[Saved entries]
** BEGIN **

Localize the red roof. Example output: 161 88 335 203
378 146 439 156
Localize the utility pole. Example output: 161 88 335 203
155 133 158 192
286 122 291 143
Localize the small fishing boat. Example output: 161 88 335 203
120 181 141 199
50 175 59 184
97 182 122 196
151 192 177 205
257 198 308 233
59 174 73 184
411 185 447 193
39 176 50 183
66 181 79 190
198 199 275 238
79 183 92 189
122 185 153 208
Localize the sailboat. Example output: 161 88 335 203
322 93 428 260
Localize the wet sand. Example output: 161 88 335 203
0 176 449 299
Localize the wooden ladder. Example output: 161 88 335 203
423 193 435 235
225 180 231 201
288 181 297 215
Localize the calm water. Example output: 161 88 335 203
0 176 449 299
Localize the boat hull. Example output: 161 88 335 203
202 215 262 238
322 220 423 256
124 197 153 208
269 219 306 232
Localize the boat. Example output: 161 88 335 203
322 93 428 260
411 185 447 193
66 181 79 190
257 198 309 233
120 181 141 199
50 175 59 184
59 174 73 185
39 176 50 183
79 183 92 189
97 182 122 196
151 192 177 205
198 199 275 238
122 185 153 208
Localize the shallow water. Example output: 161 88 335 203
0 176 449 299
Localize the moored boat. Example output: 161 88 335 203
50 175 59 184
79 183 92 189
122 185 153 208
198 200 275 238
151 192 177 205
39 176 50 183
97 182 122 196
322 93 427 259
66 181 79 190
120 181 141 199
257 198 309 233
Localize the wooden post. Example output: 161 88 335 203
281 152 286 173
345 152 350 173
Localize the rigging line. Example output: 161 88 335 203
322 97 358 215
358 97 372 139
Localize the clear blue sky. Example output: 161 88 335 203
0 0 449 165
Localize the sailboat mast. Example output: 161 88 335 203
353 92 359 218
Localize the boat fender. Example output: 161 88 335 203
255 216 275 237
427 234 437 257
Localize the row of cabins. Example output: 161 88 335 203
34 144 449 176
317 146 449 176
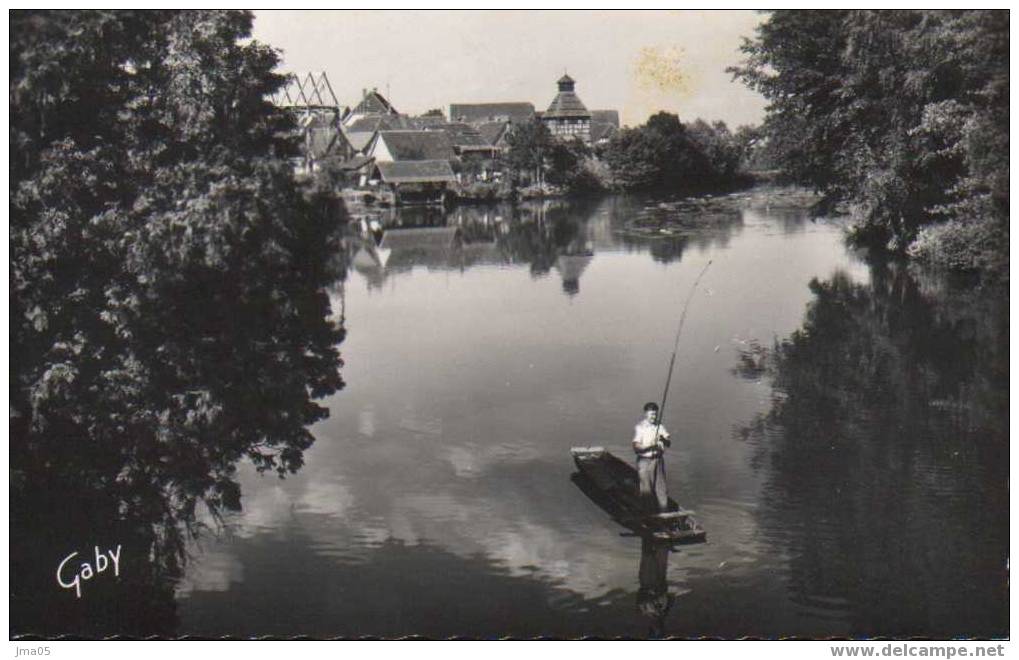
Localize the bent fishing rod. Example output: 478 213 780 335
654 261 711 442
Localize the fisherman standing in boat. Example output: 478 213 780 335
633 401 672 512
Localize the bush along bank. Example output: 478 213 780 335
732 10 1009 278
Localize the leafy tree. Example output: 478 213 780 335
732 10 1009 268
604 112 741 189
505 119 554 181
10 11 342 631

** END **
** BEGIN **

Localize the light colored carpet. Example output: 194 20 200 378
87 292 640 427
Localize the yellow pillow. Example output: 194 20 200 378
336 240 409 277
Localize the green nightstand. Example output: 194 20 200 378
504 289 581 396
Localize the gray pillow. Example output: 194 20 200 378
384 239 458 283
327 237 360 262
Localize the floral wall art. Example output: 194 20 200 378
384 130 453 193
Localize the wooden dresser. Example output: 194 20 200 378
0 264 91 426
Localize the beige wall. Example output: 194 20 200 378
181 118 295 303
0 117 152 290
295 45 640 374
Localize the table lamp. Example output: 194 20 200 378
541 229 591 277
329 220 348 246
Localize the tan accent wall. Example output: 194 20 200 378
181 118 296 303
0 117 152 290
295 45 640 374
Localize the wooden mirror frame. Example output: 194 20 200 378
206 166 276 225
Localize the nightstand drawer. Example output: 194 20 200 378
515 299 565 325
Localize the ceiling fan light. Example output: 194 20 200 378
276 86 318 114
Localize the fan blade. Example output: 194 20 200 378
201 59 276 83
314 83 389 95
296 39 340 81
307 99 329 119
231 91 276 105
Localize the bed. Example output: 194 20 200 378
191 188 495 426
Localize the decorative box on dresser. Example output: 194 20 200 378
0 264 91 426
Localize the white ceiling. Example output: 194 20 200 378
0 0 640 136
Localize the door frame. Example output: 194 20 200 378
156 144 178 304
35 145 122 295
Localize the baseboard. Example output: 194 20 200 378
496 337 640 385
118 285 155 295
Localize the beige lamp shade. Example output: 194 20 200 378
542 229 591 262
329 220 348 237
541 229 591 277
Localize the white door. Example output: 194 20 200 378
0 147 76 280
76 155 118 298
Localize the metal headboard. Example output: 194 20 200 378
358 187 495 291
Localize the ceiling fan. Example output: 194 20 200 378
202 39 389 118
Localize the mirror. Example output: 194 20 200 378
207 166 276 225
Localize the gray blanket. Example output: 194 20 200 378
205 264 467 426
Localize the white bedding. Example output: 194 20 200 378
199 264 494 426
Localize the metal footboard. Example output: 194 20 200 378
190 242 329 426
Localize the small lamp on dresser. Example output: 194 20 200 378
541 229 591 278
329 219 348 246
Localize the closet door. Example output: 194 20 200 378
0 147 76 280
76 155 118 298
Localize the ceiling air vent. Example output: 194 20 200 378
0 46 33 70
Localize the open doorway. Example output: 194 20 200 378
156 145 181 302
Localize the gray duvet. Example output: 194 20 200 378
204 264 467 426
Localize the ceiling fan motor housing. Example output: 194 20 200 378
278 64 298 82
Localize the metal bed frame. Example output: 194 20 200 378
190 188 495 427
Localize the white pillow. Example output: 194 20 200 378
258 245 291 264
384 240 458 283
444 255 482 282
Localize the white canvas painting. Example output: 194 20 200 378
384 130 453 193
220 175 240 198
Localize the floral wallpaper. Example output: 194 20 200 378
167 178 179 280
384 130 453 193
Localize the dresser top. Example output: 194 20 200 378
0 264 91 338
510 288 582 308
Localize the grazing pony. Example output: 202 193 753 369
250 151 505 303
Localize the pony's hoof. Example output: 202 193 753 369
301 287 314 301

** END **

* THE EXERCISE:
Write out, unchanged, the rows between the line holding "Localize the decorative" and the line holding "220 175 240 198", inclusive.

* EXPECTED ANSWER:
Localize the decorative box on dresser. Example output: 194 20 200 378
0 264 91 426
Localize the white ceiling. Example output: 194 20 200 378
0 0 640 136
Localize the door frame. Example output: 194 20 200 378
156 144 178 304
35 145 122 295
Localize the baseboard. Example output: 194 20 200 378
496 337 640 385
118 285 155 295
Localize the beige lamp shade. Example output: 194 20 200 378
542 229 591 262
329 220 348 237
541 229 591 277
Localize the white door. Example output: 194 20 200 378
0 147 76 280
76 155 118 298
Localize the metal headboard. Example output: 194 20 200 378
358 187 495 291
Localize the ceiling fan. Example output: 194 20 200 378
202 39 389 118
Localize the mirror. Example output: 194 20 200 378
207 166 276 225
Localize the gray blanket. Example output: 194 20 200 378
205 264 467 426
Localize the white bedding. Example output: 194 20 200 378
199 264 494 426
Localize the metal footboard. Example output: 194 20 200 378
190 242 329 426
Localize the small lamp on dresser. Example output: 194 20 200 378
541 229 591 278
329 219 348 246
Localize the closet door. Example output: 194 20 200 378
0 147 76 280
76 155 118 298
Localize the ceiling air vent. Example output: 194 20 200 378
0 46 33 70
Localize the open doorway. Example output: 194 20 200 378
156 145 181 302
Localize the gray duvet. Example output: 194 20 200 378
204 264 467 426
Localize the ceiling fan motor housing. Example output: 194 20 200 378
278 64 298 82
Localize the metal bed frame. Example output: 194 20 200 378
190 188 495 427
Localize the white pillow. Example output: 194 20 200 378
258 245 291 264
384 240 458 283
444 255 482 282
Localize the white canvas painting. Example output: 194 20 200 378
384 130 453 193
220 175 240 198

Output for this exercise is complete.